Heritage at Risk: Ocean Terminal Precinct, Point Precinct, Durban, South Africa
Docomomo International was made aware that the landmark Ocean Terminal Complex in Point Precinct, South Africa is under threat for demolition. We present the letter from the co-chair of Docomomo South Africa, Sandra van der Merwe below:
A demolition permit has been granted for the demolition of all structures on the T-jetty in Durban Harbour, including the landmark Ocean Terminal Complex, to create a flat top area for vehicle and container terminal expansion at Point Precinct. Docomomo South Africa will be supporting the KwaZulu-Natal Regional Institute of Architects, SAIA-KZN, in their objection to the decision made by the provincial heritage authority, KwaZulu-Natal Amafa and Research Institute. We wish to make Docomomo International aware of this, and call upon those who wish to add their support to our objection to contact Docomomo South Africa at email@example.com before 12 May 2023.
The Ocean Terminal Complex is a massive 600-meter-long Modernist complex comprising of the MHA building, Durmarine Building, L-shed, M-shed, Ocean Terminal, South Access Tower and N-shed. The project was authored by a multi-disciplinary collaboration of engineers, architects and artists within the engineering firm MS Zakrzewski & Partners in 1961. The Ocean Terminal Precinct is inventive, artistically creative and ground-breaking for its time in its conceptualization (combining ocean liner passenger and cargo logistics) and exquisite execution, with integrated original artworks and decorative sunscreens as an early attempt to adapt modernism to the local Durban climate. The Ocean Terminal buildings have been selected time and time again by the Durban architectural community to represent the best of Durban’s architecture, and its modern architecture in particular. Should the demolitions proceed, Durban will lose a set of iconic buildings historically associated as an arrival point to the city and the country.
The Ocean Terminal Complex combines a number of functions, which each came with its own spatial, programmatic, operational and highly technical engineering requirements, in an innovative manner. This creativity was recognized internationally through the publication of the precinct in the Architectural Review, March 1963, which was rare for South African architectural projects at the time. At the base of the structure are two long storage sheds, L-shed and M-shed, designed for the handling and exporting tons of fragile fresh produce which required technical storage and cooling requirements. The 1st floor of M-shed was a dedicated pre-cooling store with insulated tunnels designed to handle 4000 shipping tons of export produce, fruit in particular. On top of this podium, there is the Durmarine Building, a multi-storey office tower raised on V-columns, with alumiunium-louvres to the sun-facing northern side, giving the building its “cheese-grater” appearance, and the Terminal Hall, for passenger arrival and departures, with the folded concrete V-shaped roof, and aluminum louvres to the facades.
Magda Zakrzewski, daughter of Michal Zakrzewski of MS Zakrzewski & Partners, recalls in an email to Docomomo South Africa, that that the client originally wanted warehousing to be built to process both visitors and cargo arriving by ship, and that it was her father’s creative idea to turn it into a magical arrival location instead. By placing the Ocean Terminal Building on top of the cargo and cooling store levels of M-shed, the terminal hall was located at eye level of the decks of the docked ocean liners, adding to the ceremony of arriving and departing. Comparing the precinct to other South African ports, to our knowledge, the Ocean Terminal Complex is unique as most ports separate passengers and cargo.

EXCERPTED DATA |
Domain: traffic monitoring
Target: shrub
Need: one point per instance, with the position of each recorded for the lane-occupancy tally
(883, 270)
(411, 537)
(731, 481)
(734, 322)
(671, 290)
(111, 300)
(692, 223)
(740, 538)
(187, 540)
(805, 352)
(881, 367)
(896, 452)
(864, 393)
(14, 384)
--
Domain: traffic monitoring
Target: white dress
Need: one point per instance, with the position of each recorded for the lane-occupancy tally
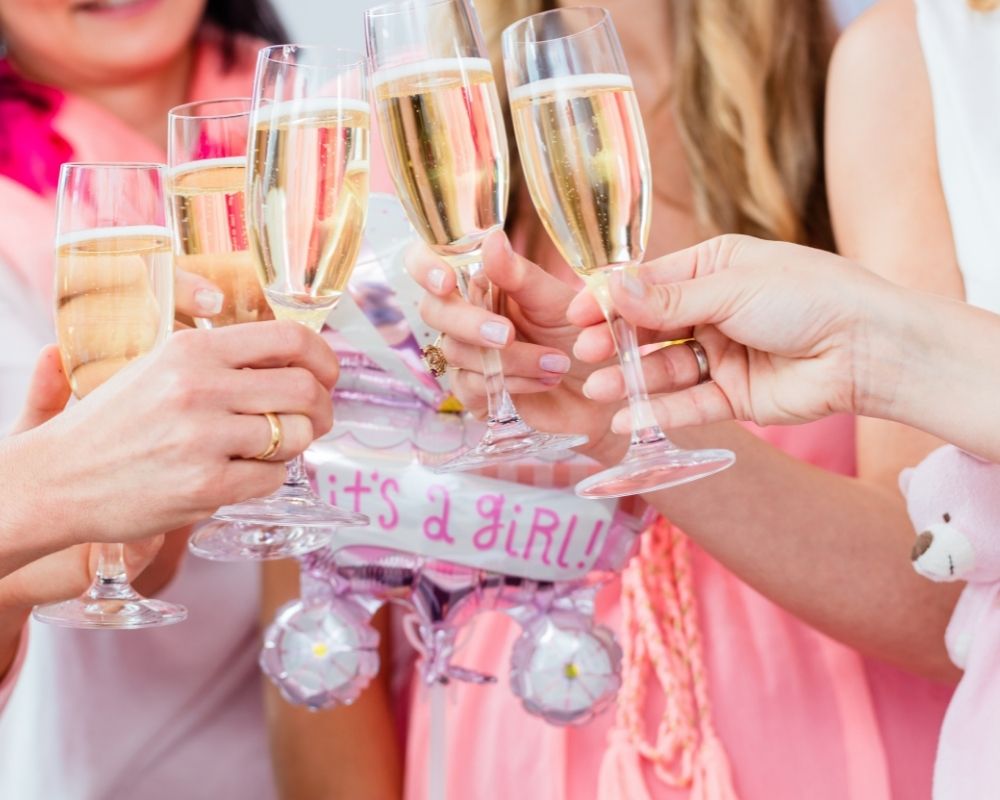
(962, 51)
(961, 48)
---
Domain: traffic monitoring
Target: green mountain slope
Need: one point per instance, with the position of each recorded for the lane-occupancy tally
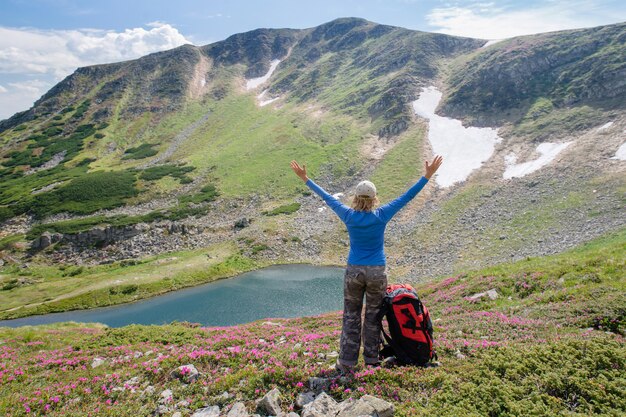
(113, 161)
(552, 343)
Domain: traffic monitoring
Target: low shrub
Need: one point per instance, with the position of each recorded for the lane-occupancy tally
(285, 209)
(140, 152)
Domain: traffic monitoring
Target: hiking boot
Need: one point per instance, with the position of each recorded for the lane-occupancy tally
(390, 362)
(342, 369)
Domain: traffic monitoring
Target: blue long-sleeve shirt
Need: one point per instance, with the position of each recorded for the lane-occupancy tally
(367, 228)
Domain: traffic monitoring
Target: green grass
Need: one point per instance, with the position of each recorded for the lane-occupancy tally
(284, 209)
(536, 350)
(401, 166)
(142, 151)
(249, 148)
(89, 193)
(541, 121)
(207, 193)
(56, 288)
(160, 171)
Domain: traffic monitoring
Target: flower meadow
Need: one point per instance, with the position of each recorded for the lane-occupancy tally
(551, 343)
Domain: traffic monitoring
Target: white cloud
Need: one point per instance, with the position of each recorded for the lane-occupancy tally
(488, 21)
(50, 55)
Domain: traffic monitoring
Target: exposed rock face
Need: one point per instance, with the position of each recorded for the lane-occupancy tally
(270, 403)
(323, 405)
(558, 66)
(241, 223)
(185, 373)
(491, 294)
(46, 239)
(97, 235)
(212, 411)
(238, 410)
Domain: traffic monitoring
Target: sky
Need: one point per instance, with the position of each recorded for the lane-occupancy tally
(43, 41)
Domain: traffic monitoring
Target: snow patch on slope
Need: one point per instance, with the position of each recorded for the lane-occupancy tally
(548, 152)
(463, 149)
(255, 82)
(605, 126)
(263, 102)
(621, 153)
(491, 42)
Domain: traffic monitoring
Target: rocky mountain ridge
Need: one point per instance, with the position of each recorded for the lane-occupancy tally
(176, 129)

THE TASKS |
1. Answer these questions from the Ocean Terminal text:
(a) How long is the Ocean Terminal Complex?
(b) In which publication, and in what month and year, was the precinct published?
(c) How many shipping tons of export produce was the pre-cooling store on the 1st floor of M-shed designed to handle?
2. Resume the Ocean Terminal text from the point where it stops.
These lines have no connection to the Ocean Terminal text.

PER-TASK OUTPUTS |
1.
(a) 600 meters.
(b) The Architectural Review, March 1963.
(c) 4000 shipping tons.

2.
Zakrzewski & Partners fostered collaboration between engineering, architecture and art. The architectural design of the Ocean Terminal precinct was led by Polish architect, Janusz Warunkiewicz, whom Michal Zakrzewski recruited specifically for the project. Warunkiewicz emigrated to Canada shortly after this project, where his notable projects include the design of metro stations Place-d’Armes and Henri Bourassa, Montreal and ‘La Pyramide’ apartments on Nuns’ Island, Montreal. Other known collaborators on the Ocean Terminal Complex include architect Hans Hallen, engineer Milek Masojada, and artist John Hooper.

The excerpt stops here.